Work required
Please state how many lines in the records contain the string "below", with no words besides the number.

=== Given records ===

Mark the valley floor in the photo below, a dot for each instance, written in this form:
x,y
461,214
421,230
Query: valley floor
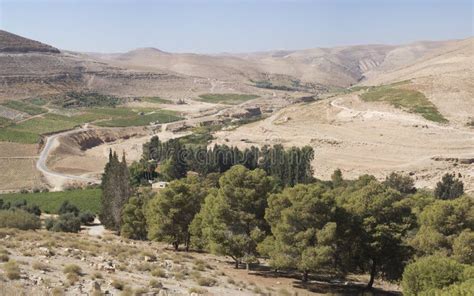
x,y
365,138
140,266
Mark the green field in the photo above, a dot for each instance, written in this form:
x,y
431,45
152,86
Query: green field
x,y
49,202
229,99
30,131
4,121
411,100
24,107
157,100
136,119
37,101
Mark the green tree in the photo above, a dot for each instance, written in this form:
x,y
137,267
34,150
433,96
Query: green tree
x,y
441,223
381,223
302,221
336,178
434,272
463,247
116,191
404,184
231,220
449,187
134,223
67,207
170,213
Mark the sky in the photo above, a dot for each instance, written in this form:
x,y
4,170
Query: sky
x,y
233,26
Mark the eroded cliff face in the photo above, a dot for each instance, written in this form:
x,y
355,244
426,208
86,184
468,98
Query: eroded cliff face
x,y
84,140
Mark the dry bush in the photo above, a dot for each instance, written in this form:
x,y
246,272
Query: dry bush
x,y
57,291
140,291
72,278
143,266
283,292
72,269
179,275
158,272
12,270
41,266
206,281
118,284
197,290
4,258
96,275
155,284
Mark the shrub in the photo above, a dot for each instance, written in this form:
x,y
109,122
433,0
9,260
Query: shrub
x,y
205,281
118,284
12,270
66,223
87,217
67,207
158,272
72,278
431,272
463,247
19,219
40,266
156,284
57,291
97,275
449,187
72,268
197,290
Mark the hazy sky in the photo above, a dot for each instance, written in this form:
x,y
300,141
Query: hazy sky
x,y
232,25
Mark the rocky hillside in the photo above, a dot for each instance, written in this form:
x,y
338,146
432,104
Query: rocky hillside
x,y
30,68
338,66
13,43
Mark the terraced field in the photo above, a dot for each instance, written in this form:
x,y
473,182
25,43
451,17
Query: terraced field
x,y
30,131
49,202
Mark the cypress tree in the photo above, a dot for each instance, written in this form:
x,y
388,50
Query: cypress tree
x,y
115,191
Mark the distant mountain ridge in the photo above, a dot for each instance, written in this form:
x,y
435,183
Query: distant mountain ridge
x,y
11,43
29,67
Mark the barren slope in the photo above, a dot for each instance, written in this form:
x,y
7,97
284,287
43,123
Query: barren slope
x,y
445,76
365,138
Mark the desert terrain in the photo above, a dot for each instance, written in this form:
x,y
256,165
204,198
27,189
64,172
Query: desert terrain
x,y
346,131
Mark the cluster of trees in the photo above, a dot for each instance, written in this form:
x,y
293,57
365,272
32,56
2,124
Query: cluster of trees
x,y
19,215
25,216
288,167
332,227
299,224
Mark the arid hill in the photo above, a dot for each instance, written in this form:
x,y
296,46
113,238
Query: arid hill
x,y
30,68
13,43
339,66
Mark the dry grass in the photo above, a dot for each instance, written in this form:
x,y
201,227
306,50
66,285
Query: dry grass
x,y
197,290
72,269
12,270
41,266
158,272
206,281
118,284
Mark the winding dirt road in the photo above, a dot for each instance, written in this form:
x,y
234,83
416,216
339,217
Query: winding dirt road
x,y
58,179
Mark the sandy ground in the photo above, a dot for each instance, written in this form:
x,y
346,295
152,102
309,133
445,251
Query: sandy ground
x,y
42,256
361,138
91,162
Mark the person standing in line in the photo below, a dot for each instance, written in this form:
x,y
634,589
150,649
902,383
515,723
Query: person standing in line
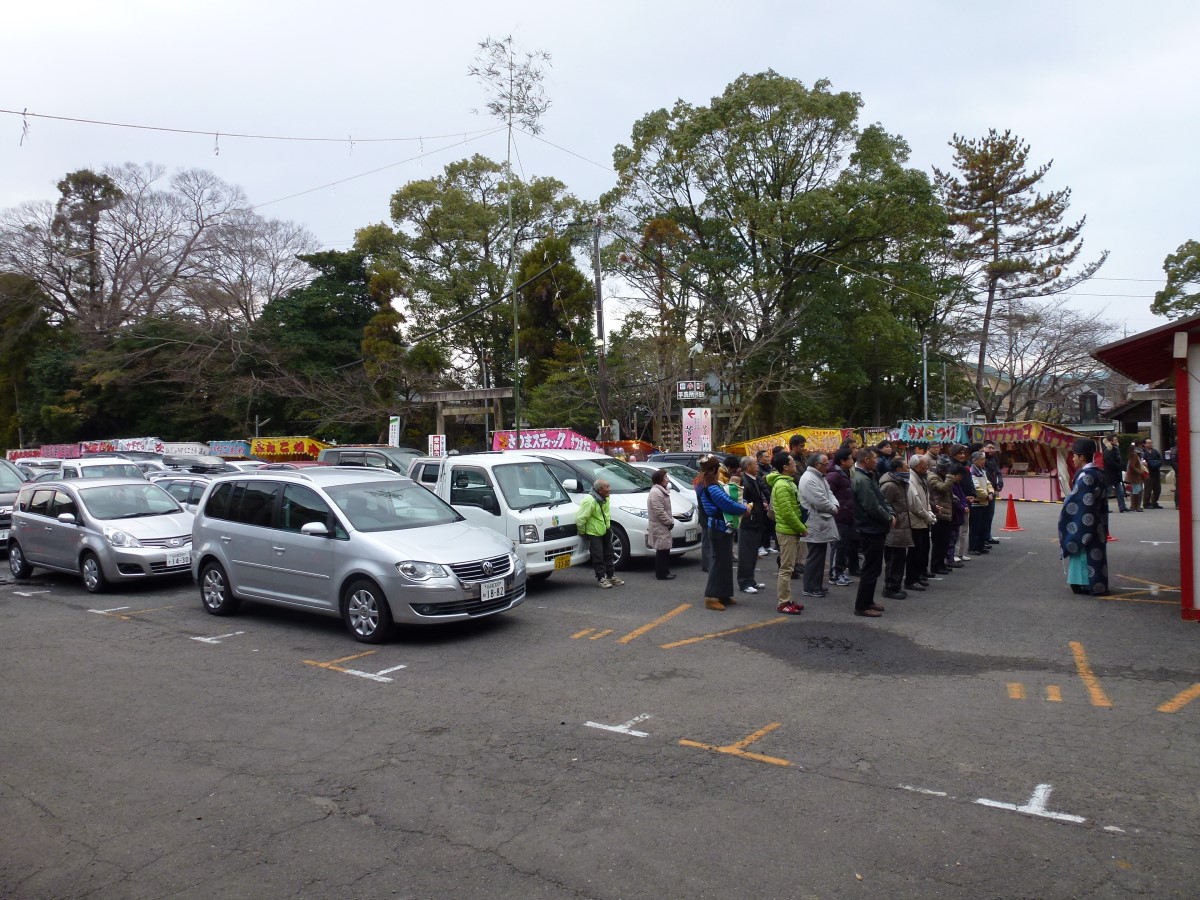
x,y
1153,461
1083,538
658,505
873,521
789,528
923,519
894,487
822,529
845,555
753,526
941,498
594,522
715,503
1114,469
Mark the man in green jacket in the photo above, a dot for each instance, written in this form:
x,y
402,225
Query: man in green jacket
x,y
595,525
789,526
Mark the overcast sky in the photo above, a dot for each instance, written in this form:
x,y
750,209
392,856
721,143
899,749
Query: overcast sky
x,y
1107,90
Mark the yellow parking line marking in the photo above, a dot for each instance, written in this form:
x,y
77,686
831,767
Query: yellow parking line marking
x,y
333,664
1099,699
738,748
1181,700
639,631
723,634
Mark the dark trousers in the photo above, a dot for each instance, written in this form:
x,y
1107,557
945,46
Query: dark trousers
x,y
1153,489
873,565
749,540
845,551
940,538
917,563
661,563
814,568
894,559
601,553
977,533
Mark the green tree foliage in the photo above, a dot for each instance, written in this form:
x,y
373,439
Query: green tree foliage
x,y
1014,246
779,199
1181,294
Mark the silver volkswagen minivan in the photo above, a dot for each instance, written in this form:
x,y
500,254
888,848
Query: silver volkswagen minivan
x,y
371,547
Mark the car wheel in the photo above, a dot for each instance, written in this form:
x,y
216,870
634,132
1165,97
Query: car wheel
x,y
215,592
365,612
93,575
619,549
17,563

===

Response
2